_Exercise_
Reproduce the records that follow without alteration, apart from removing the pictures.

_Entries supplied_
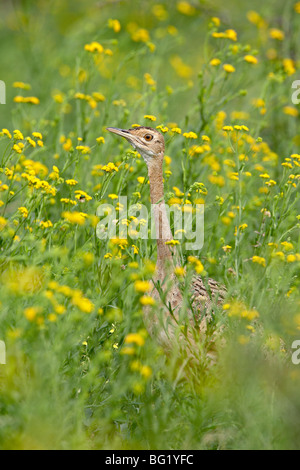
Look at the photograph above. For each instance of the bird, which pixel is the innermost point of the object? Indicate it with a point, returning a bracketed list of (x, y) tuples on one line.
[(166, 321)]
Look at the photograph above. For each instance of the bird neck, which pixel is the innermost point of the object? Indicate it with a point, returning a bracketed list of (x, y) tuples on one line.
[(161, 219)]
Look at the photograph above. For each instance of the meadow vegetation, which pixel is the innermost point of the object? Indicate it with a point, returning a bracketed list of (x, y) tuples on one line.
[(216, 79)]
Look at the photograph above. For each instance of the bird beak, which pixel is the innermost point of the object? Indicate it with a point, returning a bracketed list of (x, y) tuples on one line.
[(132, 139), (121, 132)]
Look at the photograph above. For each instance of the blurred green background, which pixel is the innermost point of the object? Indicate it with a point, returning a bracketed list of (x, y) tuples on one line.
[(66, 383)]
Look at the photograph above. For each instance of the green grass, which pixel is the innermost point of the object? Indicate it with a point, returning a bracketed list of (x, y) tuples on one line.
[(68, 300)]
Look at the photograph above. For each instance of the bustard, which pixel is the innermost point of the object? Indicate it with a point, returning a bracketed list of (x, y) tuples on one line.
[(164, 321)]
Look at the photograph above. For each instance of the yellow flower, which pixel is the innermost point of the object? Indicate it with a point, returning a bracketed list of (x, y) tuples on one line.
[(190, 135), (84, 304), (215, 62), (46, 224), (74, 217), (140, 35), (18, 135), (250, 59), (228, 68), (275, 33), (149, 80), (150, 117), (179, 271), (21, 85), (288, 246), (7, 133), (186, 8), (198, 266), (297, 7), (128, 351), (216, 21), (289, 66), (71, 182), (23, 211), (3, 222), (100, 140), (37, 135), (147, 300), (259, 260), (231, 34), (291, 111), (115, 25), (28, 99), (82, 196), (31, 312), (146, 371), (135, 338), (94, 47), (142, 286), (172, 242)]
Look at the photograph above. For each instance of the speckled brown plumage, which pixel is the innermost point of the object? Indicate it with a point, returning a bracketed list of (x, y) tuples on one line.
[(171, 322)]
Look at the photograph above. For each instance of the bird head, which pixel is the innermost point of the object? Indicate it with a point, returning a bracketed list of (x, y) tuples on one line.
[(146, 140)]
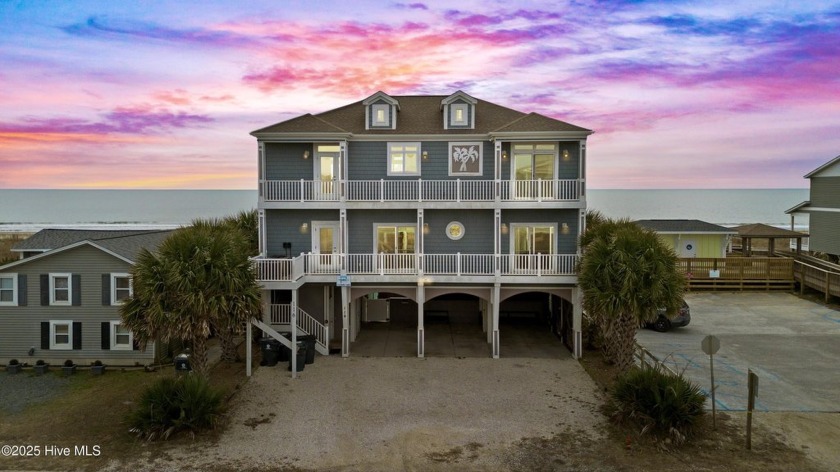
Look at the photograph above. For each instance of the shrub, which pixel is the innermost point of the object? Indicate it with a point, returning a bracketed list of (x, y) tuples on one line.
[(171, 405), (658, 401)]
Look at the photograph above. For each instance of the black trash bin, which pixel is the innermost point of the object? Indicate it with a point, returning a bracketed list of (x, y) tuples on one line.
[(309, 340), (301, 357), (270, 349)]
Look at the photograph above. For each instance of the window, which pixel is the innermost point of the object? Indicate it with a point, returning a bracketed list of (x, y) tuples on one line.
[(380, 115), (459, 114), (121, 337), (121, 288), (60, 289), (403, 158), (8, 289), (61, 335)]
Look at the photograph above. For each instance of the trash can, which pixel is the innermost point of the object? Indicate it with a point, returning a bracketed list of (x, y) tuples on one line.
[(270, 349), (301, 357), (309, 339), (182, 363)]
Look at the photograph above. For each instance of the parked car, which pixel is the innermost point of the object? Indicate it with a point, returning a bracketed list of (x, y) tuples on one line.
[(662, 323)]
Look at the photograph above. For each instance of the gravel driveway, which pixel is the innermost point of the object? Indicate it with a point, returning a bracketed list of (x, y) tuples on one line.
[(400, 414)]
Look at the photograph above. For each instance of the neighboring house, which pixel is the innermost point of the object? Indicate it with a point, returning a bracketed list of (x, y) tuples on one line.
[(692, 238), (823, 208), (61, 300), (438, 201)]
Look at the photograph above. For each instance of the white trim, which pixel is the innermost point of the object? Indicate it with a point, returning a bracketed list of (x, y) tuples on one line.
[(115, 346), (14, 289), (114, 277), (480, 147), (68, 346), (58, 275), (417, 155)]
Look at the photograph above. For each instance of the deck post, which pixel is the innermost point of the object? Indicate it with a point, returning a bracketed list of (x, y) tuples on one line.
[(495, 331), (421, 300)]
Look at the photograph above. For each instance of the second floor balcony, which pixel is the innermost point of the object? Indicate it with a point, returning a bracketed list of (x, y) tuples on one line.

_Your response_
Look at the photograph above. For each instance of the bird, which pixel is the innermost point of the object? Indicate it with a point, returning a bracketed list of (x, y) tuples on one line.
[(166, 321)]
Look at the photograph above. For each instance of the bird neck, which pixel is the innermost point of the object? Indicate it with a point, returning a bracketed list of (x, y) tuples on one line.
[(161, 219)]
Look at the photograph above. For each instance of the meadow vegetation, which pixel is the innermost point of the object? Indicate it with a point, returning a bracketed list of (x, y) tuples on one line.
[(216, 79)]
Look at the photograph above. For each instance of the bird beak, which pixel is the innermost point of the object? Indicate it with a point, returning a bracketed list of (x, y) tuples on one line.
[(132, 139), (121, 132)]
Look at the photograph above. For each instance of the blurred green background, which pixel is the innermost point of the object? Indicate it with a point, returning a bracketed list of (x, y) tuples on one line.
[(66, 383)]
Look at the photograph above. For each instance of the green grass, which pixel is the innermost point of the object? Indicate it with a point, returning a bracketed list of (x, y) tuples on one line.
[(68, 300)]
Look at the photograph above. For each instance of the bustard, which pixel is the innermost point of the object? Indicate it with a point, returning a bracketed list of (x, y) tuples on one line.
[(164, 321)]
Look at the photograph above. For each instance of the yellow flower, which pixel is the innermost point of the object? Indicate it with a point, returning a bracketed list of (x, y) tuples on one line.
[(190, 135), (84, 304), (215, 62), (46, 224), (74, 217), (140, 35), (18, 135), (250, 59), (228, 68), (275, 33), (149, 80), (150, 117), (179, 271), (21, 85), (288, 246), (7, 133), (186, 8), (198, 266), (297, 7), (128, 351), (216, 21), (289, 66), (71, 182), (23, 211), (3, 222), (100, 140), (37, 135), (147, 300), (259, 260), (231, 34), (291, 111), (115, 25), (28, 99), (82, 196), (31, 312), (146, 371), (135, 338), (94, 47), (142, 286), (172, 242)]
Look at the photograph above. For each instance of the speckled brown plumage, which pixel is the innermost point of the object? Indicate it with a point, returning a bracketed list of (x, y) tuples on one line.
[(171, 322)]
Look at the photograph above. For each instance of the bird head, which pixel is the innermost point of the object? Indicate it with a point, returning a bracketed list of (x, y) tuples on one line.
[(146, 140)]
Look at the photograph above. For each instance of the shrub, which pixel is the innermost point of the object? Indicate it with a point, returning a bracketed list of (x, y) tuples on one line.
[(171, 405), (658, 401)]
Look at the photograph above. For each instance of the black trash bin, which pixel is the innermost point of the object? Indicate it with a point, returning a bracketed list of (x, y) tuples on one line.
[(309, 340), (301, 357), (270, 349)]
Look at the photograph above. For each instance of the window, which pixel is the innermost point of the object? Indicate it with a point, returning a bracketed list of (x, y) tuples on one line.
[(380, 115), (459, 114), (121, 337), (121, 288), (60, 289), (403, 158), (8, 289), (61, 335)]
Look at the photograph above. For each instance of the trash can, which pixel is the innermost point of the object? Indicate it with a point, returning a bracketed list of (x, y) tuples on one line.
[(270, 349), (301, 357), (309, 339), (182, 363)]
Look at the photograph above. For each instance of the parked car, which pixel is the innermost point of the object? Indicate it with a point, returning a bracketed list of (x, y) tuples on one line.
[(662, 323)]
Look at the photograph above. For each instance of the gravel driveway, which pixel is the innermost point of the object? Indicate it with a point, returning a bracketed list of (x, y) tuples on one line.
[(400, 414)]
Look at the photograph above. For each instance of the neighboring house, which pixel is the innermost point of the object? Indicate it with a point, returning a bracketed list of (x, y) tuples on one line.
[(692, 238), (823, 208), (61, 300), (438, 201)]
Look at the photograph above. For each instance of the white trim, which pixel is the innermost point of the object? Indicate it with a point, returning a bracketed list of (x, y) tuples on one line.
[(115, 346), (14, 289), (114, 277), (480, 147), (68, 346), (58, 275), (417, 155)]
Look at the photograph above. For each instance of the deck post, which pixel is the innermost point of the object? Indicate it with a point, returning a bracketed list of (x, y) tuples on one line.
[(495, 331), (421, 300)]
Look at the photograph above. For each instance of the second floor balcony, which pixel is the innermost point of the object? Indicate it with a point, returning a bracketed list of (x, y) tuples on one line.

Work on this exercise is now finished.